## AIM 1
Please output the rows as a Markdown table with two columns, Number and Content. Cover the stretch from the line containing "the guitar headstock." through the end of the rows, and leave out blank lines.

## EXCERPTED TEXT
A runner from a Canadian tribe blessed the trail in his own language, and off we went.

For a couple of miles I kept behind a bow-legged Indian with an i-Pod and a red bandanna, not knowing that by the end of the day I would take his shape. Then the sun rose over the wall of clouds, holding me next to an Indian woman in a fixture of light. I do not know her face or her age, I did not turn to look at her. I only know her waist-long pony tail swinging black above a black outfit. But I thought for a while that, if I had been born 5000 miles to the West, we could have been friends. She was running relay, and I stayed at her side until her station was in sight and she sprinted ahead.

I took it easy at first. It was only the beginning, my legs were numb from the cold, and we faced a slight incline. But after the highest peak I took it easy as well, since I had never run so steeply downhill, and did not know how to handle it.

The sun illuminated our path, and the course was visible for miles ahead, a bejeweled belt laid across the hipbones of the desert. The dawn enhanced New Mexico’s beauty to eerie, breathtaking purity. With Navajo 13 closed for traffic, except for the occasional official car, for miles we heard nothing but our own step, and the wind tearing at our bibs, growling through the gold-brown expanse of the plateau, the intensity of the sky, and the exhilaration of silence.

There were no mile markers. Aid stations – sometimes simply two people standing next to a car in the middle of the desert – were posed every two miles, but I lost track of count. Once or twice I glanced at my watch, but I could not grasp the lines on the screen, and what their position meant. It didn’t matter. Shiprock – the giant volcanic rock itself, not the town – was in sight from start to finish line, a timeless center holding us enthralled.

I ran in its spell for miles that got longer and longer, searching for the mysterious essence of this ground sacred to Indians, for the elusive vibration that would propel me to overcome my own melodramatic and indolent bent, the countless “don’ts” and “you can’ts” drilled into me from early on, the shadow of myself I was conditioned to embody.

The sun pulled on a hood of clouds, the temperature dropped, the muscles faded. At mile 13 I thought I had done 16. I was lagging behind my spirit. I ran.

The walking breaks I started to take somewhere after mile 10 were enough to warrant a few stretches and the smooth sipping of a half cup of water. I was ready at one point to give up this purist approach and just walk, but I saw the next station ahead, and I decided I could make it there. I had to ask three people what mile we were at before I got a definite answer. Mile 20. I smiled. Only six more miles to go.

I walked for a dozen yards, holding on to my water cup, and turned north on highway 491, only one of its four lanes closed, back to civilization and traffic. I started running again, and I found myself in a twirl of panic.

I was so exhausted I could cry. I had done at least 20 miles twice before, but with walking breaks – frequent, long, unmonitored. This time I reached mile 20 by running, and my legs felt as if they would break at the next step, they were not mine, and I could not coordinate them. My breath was coming out in a pitiful whine, my eyes darting back and forth in search of a place to collapse.

I remembered the idle thoughts of a few miles back: I was not supposed to be this helpless little girl they taught me to be. I remembered what I knew when I tackled that first mile 15 months ago: I am. I do. I can.

I struggled to pull myself together.

## DATASET ENTRIES
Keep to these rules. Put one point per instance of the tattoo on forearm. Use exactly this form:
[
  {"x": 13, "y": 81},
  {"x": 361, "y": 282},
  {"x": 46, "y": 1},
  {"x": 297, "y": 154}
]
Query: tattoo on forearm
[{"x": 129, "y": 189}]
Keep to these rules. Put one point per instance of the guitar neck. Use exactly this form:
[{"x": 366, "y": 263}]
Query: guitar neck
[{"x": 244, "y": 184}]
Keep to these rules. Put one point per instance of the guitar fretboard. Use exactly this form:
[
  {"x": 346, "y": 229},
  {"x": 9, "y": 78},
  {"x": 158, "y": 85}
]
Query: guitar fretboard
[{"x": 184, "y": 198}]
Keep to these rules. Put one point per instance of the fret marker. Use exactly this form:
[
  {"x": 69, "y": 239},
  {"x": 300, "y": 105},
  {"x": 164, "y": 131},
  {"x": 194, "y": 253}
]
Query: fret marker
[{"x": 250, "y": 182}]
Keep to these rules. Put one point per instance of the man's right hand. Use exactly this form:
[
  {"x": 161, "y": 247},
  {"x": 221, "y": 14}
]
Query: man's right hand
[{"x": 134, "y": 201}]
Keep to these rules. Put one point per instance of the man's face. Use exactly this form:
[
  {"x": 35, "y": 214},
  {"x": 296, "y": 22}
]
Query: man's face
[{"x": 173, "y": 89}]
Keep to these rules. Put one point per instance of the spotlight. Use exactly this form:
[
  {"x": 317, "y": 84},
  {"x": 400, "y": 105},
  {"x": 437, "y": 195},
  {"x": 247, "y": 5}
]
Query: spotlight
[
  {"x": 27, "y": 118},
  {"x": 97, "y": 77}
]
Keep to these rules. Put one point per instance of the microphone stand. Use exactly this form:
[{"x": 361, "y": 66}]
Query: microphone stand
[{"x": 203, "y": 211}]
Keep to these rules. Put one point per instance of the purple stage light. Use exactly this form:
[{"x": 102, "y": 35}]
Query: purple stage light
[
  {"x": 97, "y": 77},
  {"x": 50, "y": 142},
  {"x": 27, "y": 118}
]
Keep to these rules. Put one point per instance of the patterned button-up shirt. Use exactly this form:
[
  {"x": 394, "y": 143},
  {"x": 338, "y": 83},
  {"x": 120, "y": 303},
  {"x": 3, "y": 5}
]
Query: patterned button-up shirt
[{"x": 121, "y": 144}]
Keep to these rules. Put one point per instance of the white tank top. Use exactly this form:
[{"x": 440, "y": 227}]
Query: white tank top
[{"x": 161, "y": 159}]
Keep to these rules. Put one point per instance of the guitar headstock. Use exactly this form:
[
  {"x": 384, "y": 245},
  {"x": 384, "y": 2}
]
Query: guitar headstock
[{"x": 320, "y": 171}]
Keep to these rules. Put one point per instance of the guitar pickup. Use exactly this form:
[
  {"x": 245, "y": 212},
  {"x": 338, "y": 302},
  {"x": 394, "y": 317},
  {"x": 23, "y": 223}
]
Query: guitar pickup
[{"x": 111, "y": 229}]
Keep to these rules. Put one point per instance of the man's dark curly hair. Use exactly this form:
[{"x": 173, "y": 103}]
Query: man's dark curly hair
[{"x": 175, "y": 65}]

## AIM 2
Rewrite the stretch of the marathon text from "The sun pulled" through "miles to go.", swapping "hood" for "cloak".

## REPLY 1
| Number | Content |
|---|---|
| 1 | Keep to these rules. Put one point per instance of the guitar headstock. Use exactly this form: |
| 2 | [ |
| 3 |   {"x": 384, "y": 245}, |
| 4 |   {"x": 384, "y": 2} |
| 5 | ] |
| 6 | Query: guitar headstock |
| 7 | [{"x": 320, "y": 171}] |
| 8 | Keep to these rules. Put one point per instance of the guitar pickup. Use exactly this form: |
| 9 | [ |
| 10 |   {"x": 245, "y": 212}, |
| 11 |   {"x": 338, "y": 302}, |
| 12 |   {"x": 394, "y": 317}, |
| 13 |   {"x": 23, "y": 223} |
| 14 | ] |
| 15 | Query: guitar pickup |
| 16 | [{"x": 111, "y": 229}] |
| 17 | Keep to these rules. Put one point per instance of the man's dark curly hair. Use exactly this form: |
| 18 | [{"x": 173, "y": 103}] |
| 19 | Query: man's dark curly hair |
| 20 | [{"x": 175, "y": 65}] |

## REPLY 2
The sun pulled on a cloak of clouds, the temperature dropped, the muscles faded. At mile 13 I thought I had done 16. I was lagging behind my spirit. I ran.

The walking breaks I started to take somewhere after mile 10 were enough to warrant a few stretches and the smooth sipping of a half cup of water. I was ready at one point to give up this purist approach and just walk, but I saw the next station ahead, and I decided I could make it there. I had to ask three people what mile we were at before I got a definite answer. Mile 20. I smiled. Only six more miles to go.